> Fragmento del documento
● ● ● ● ●

Aquel indio genial sentía en su pecho una confusa idea de que valía más que los otros, de que era más hombre que los otros; su flecha sibilante era en el tupido bosque la más certera e iba rauda a buscar bajo el ala la vida del ave con plumas preciosas. Esta conciencia de superioridad yacía muda en su interior. Al poner sobre su cabeza la pluma, creó el indio la expresión de esa intima idea que de si mismo tenía. ¿La pluma sobre él era tan sólo para que los demás la mirasen? No; la pluma vistosa era más bien un pararrayos conque atraer las miradas de los otros y verterlas luego sobre su persona. La pluma fue un acento y el acento no se acentúa a sí mismo, sino a la letra bajo él. La pluma acentúa, destaca a cabeza y el cuerpo del indio; va sobre él como un grito de color lanzado a los cuatro vientos.

● ● ● ● ●

> Datos para examinar
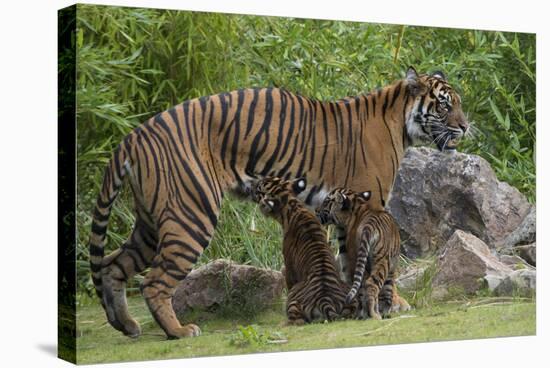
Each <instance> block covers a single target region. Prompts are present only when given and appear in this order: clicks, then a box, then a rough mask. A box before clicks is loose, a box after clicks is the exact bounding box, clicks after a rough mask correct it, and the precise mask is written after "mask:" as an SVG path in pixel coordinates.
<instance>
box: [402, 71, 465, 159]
mask: <svg viewBox="0 0 550 368" xmlns="http://www.w3.org/2000/svg"><path fill="white" fill-rule="evenodd" d="M405 80H406V83H407V88H408V92H409V94H410V95H411V96H412V97H413V98H414V103H413V106H412V110H411V112H410V113H409V115H408V117H407V118H406V122H405V124H406V129H407V134H408V137H409V138H410V139H411V140H412V141H413V142H414V141H422V142H429V143H435V144H436V146H437V148H438V149H439V150H440V151H453V150H455V149H456V146H457V144H458V142H459V140H460V139H461V138H462V137H463V136H464V134H466V132H467V131H468V129H469V123H468V121H467V119H466V116H465V115H464V113H463V112H462V107H461V102H462V101H461V99H460V96H459V95H458V93H457V92H456V91H455V90H454V89H453V87H451V85H449V83H447V79H446V77H445V75H444V74H443V73H442V72H439V71H438V72H434V73H432V74H422V75H418V74H417V72H416V70H415V69H414V68H413V67H409V69H408V70H407V75H406V78H405Z"/></svg>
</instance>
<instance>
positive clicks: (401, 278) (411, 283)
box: [395, 267, 427, 291]
mask: <svg viewBox="0 0 550 368" xmlns="http://www.w3.org/2000/svg"><path fill="white" fill-rule="evenodd" d="M426 268H427V267H410V268H409V269H407V270H406V271H405V272H404V273H402V274H401V275H399V276H398V277H397V280H396V281H395V282H396V284H397V287H398V288H399V290H406V291H413V290H416V289H417V287H418V286H419V285H418V284H419V282H420V280H422V277H423V276H424V272H425V271H426Z"/></svg>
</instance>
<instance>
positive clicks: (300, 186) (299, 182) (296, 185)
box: [292, 178, 307, 194]
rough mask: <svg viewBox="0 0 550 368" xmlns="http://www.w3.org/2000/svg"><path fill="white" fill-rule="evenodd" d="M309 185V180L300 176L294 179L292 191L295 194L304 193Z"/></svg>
mask: <svg viewBox="0 0 550 368" xmlns="http://www.w3.org/2000/svg"><path fill="white" fill-rule="evenodd" d="M306 186H307V181H306V179H305V178H298V179H295V180H293V181H292V191H293V192H294V194H300V193H302V192H303V191H304V190H305V189H306Z"/></svg>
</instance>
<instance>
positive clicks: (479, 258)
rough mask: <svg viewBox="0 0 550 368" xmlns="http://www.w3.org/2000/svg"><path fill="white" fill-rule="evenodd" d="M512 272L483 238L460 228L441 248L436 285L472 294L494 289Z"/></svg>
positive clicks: (436, 286)
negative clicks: (508, 274) (478, 236)
mask: <svg viewBox="0 0 550 368" xmlns="http://www.w3.org/2000/svg"><path fill="white" fill-rule="evenodd" d="M512 271H513V269H512V268H510V267H509V266H508V265H506V264H504V263H502V262H500V261H499V259H498V258H497V257H496V256H495V255H494V254H492V253H491V250H490V249H489V247H488V246H487V244H485V243H484V242H483V241H482V240H480V239H478V238H477V237H475V236H474V235H472V234H469V233H466V232H464V231H461V230H457V231H455V233H454V234H453V236H451V238H450V239H449V240H448V241H447V244H445V247H444V248H443V249H442V250H441V254H440V256H439V258H438V260H437V271H436V274H435V276H434V278H433V286H434V287H435V288H439V289H440V290H441V289H443V290H446V291H448V290H450V289H451V288H458V289H460V291H461V292H464V293H466V294H473V293H475V292H476V291H477V290H479V289H481V288H484V287H488V288H489V289H490V290H493V289H495V288H496V287H497V286H498V285H499V284H500V283H501V282H502V280H504V279H505V278H506V277H507V275H508V274H510V273H511V272H512Z"/></svg>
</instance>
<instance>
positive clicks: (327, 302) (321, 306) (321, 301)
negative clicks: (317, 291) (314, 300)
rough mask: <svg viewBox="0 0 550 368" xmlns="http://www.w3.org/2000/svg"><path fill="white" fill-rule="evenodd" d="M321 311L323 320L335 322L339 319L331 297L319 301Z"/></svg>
mask: <svg viewBox="0 0 550 368" xmlns="http://www.w3.org/2000/svg"><path fill="white" fill-rule="evenodd" d="M319 309H320V310H321V313H322V314H323V318H325V319H326V320H328V321H334V320H335V319H336V318H338V317H339V313H338V311H337V310H336V307H335V306H334V301H333V300H332V299H331V298H329V297H322V298H321V300H320V301H319Z"/></svg>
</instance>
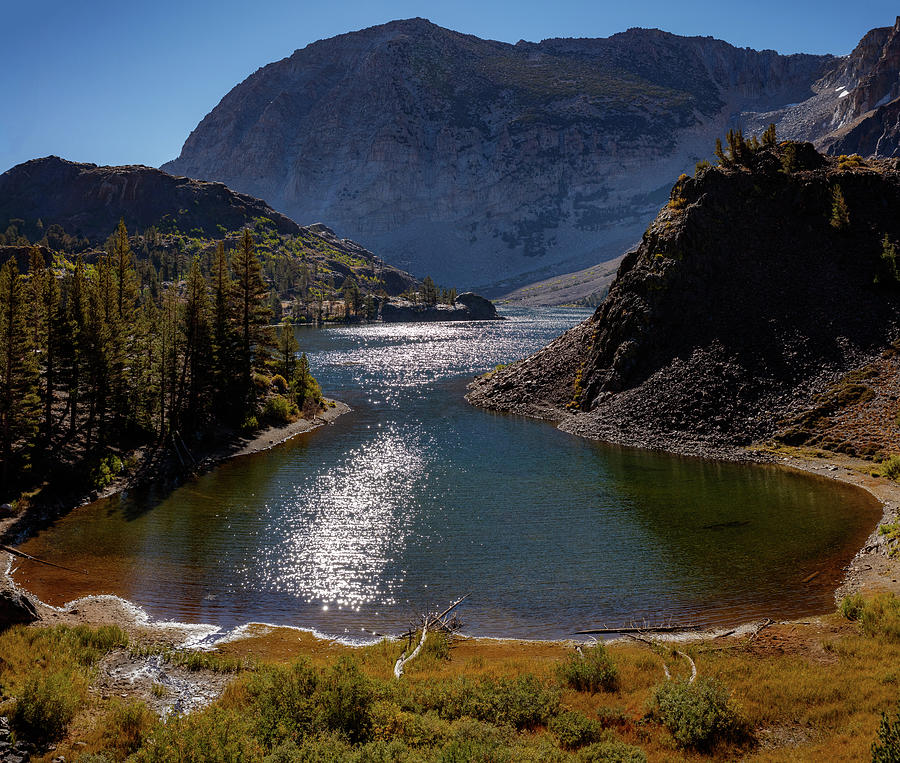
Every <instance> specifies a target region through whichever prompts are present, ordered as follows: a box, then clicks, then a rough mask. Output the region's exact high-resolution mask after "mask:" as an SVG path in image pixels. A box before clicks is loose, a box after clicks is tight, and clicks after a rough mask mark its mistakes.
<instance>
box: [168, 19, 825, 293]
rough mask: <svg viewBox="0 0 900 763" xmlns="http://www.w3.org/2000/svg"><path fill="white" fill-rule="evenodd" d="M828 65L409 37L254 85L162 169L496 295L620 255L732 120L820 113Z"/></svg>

● ● ● ● ●

> Actividad A
En el fragmento sobre la pluma del indio, ¿con qué objeto se compara la pluma vistosa?
> Actividad B
Reproduce el fragmento sobre la pluma del indio, comenzando en "Aquel indio genial" y terminando en "los cuatro vientos.", y sustituye "flecha" por "lanza".
El material no interviene en nada de esto.

> Respuesta A
Con un pararrayos que atrae las miradas de los otros para verterlas luego sobre la persona del indio.

> Respuesta B
Aquel indio genial sentía en su pecho una confusa idea de que valía más que los otros, de que era más hombre que los otros; su lanza sibilante era en el tupido bosque la más certera e iba rauda a buscar bajo el ala la vida del ave con plumas preciosas. Esta conciencia de superioridad yacía muda en su interior. Al poner sobre su cabeza la pluma, creó el indio la expresión de esa intima idea que de si mismo tenía. ¿La pluma sobre él era tan sólo para que los demás la mirasen? No; la pluma vistosa era más bien un pararrayos conque atraer las miradas de los otros y verterlas luego sobre su persona. La pluma fue un acento y el acento no se acentúa a sí mismo, sino a la letra bajo él. La pluma acentúa, destaca a cabeza y el cuerpo del indio; va sobre él como un grito de color lanzado a los cuatro vientos.